# [WORK TO DO]
Every line below should be repeated exactly.

(Records from a data collection)
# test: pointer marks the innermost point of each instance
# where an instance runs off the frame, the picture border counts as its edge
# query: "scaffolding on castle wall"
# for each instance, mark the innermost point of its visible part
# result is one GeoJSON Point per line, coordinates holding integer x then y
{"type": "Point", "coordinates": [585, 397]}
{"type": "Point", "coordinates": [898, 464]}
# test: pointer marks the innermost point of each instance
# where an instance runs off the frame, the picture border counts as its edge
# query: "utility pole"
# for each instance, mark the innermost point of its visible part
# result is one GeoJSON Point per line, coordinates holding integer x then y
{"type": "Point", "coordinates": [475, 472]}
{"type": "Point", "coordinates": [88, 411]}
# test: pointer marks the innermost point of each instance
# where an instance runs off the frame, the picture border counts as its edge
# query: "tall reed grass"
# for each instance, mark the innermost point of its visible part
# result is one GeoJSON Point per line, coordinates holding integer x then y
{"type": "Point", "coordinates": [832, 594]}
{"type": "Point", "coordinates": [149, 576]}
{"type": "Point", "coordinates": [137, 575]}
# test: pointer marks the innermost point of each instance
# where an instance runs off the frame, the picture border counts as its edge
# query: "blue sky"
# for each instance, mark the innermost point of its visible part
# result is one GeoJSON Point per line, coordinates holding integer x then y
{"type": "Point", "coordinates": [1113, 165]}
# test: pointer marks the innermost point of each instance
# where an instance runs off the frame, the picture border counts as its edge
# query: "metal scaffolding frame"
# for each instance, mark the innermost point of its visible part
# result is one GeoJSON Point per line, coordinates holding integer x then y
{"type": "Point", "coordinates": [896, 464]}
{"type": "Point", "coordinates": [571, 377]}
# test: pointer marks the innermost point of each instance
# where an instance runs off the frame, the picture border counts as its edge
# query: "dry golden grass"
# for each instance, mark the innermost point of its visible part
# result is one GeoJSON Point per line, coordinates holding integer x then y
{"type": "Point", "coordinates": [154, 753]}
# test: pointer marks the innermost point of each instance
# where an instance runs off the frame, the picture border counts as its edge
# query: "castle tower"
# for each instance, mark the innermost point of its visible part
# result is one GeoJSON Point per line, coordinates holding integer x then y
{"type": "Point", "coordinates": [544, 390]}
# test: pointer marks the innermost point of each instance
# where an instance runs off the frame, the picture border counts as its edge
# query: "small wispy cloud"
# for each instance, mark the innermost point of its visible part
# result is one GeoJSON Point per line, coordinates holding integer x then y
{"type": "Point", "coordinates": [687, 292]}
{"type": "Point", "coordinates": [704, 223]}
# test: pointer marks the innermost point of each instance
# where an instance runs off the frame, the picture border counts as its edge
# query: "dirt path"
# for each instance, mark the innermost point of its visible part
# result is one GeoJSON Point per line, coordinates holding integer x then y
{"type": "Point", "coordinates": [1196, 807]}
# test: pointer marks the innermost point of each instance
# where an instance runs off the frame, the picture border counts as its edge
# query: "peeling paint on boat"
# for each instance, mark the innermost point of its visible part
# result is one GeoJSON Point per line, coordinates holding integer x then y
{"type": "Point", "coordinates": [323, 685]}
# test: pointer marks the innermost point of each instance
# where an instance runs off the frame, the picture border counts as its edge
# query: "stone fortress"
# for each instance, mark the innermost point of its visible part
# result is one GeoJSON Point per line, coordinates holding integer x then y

# [EXPECTED OUTPUT]
# test: pointer marks the innermost point of each instance
# where an instance runs off the frame, the picture border counts as its edge
# query: "scaffolding on castle wall"
# for each instance, mark the innermost point of its visible part
# result is one GeoJSON Point per line, coordinates holding integer x then y
{"type": "Point", "coordinates": [585, 397]}
{"type": "Point", "coordinates": [898, 464]}
# test: pointer marks the innermost point of each instance
# where an instance runs off the frame, the picture border counts as its edge
# query: "utility pole"
# for each instance, mark the innermost point of its visible part
# result is one GeoJSON Point per line, coordinates holding integer x then y
{"type": "Point", "coordinates": [475, 472]}
{"type": "Point", "coordinates": [88, 411]}
# test: pointer marks the innermost point of each instance
# where an instance runs off the frame, the picture border counts as its edge
# query: "tall reed grass"
# for each instance, mark the innermost point of its visible part
# result is one GeoJSON Point per line, coordinates holding integer x then y
{"type": "Point", "coordinates": [832, 594]}
{"type": "Point", "coordinates": [149, 576]}
{"type": "Point", "coordinates": [137, 575]}
# test: pointer marks the innermost point of each instance
# where an instance runs off the frame, the picture border counts as its edge
# query: "blue sky"
# for each instance, mark the innermost point of its visible part
# result is one GeoJSON Point per line, coordinates holding integer x then y
{"type": "Point", "coordinates": [1113, 165]}
# test: pointer marks the innermost point of each instance
# where an instance runs off the frame, the picture border counts as its edge
# query: "metal scaffolding frame"
# for each instance, mark the innermost point of its visible part
# result is one GeoJSON Point per line, coordinates holding integer x then y
{"type": "Point", "coordinates": [896, 464]}
{"type": "Point", "coordinates": [571, 377]}
# test: pointer marks the innermost point of each instance
# where an instance runs off the frame, the picture border counts as its edge
# query: "dry golden grass"
# for each instance, mark the innermost point of its visible part
# result is one GeoJSON Point per line, coordinates holding integer x then y
{"type": "Point", "coordinates": [154, 753]}
# test: pointer marks the innermost point of each instance
# where an instance runs off the frame, the picture border counts as its edge
# query: "castle tower"
# for each instance, mark the innermost point of its visible part
# result is one GeoJSON Point per line, coordinates holding integer x then y
{"type": "Point", "coordinates": [544, 390]}
# test: pointer marks the innermost point of each instance
# where an instance runs off the frame, the picture border counts as its edge
# query: "small wispy cloud"
# for each instance, mark the innermost point of its visible part
# result is one GeoJSON Point per line, coordinates holding integer x then y
{"type": "Point", "coordinates": [687, 292]}
{"type": "Point", "coordinates": [704, 223]}
# test: pointer marks the innermost point of each instance
# where an instance runs off the frame, the picture border counts as its edge
# query: "dirt path"
# for each instance, mark the innermost point of its visible part
# result is one GeoJSON Point per line, coordinates holding integer x then y
{"type": "Point", "coordinates": [1196, 807]}
# test: pointer marks the innermost point of each instance
# where an instance runs off the frame, the picture border counts as its edge
# query: "peeling paint on boat"
# for each instance, mark the innermost point of its visible part
# result is one GeoJSON Point per line, coordinates holding integer x then y
{"type": "Point", "coordinates": [323, 685]}
# test: pointer marks the innermost point of each instance
# where an instance runs off the frame, the picture border counts as its edge
# query: "stone fortress"
# for each instance, mark the innermost point of its visible part
# result is one GeoJSON Point per line, coordinates holding integer x then y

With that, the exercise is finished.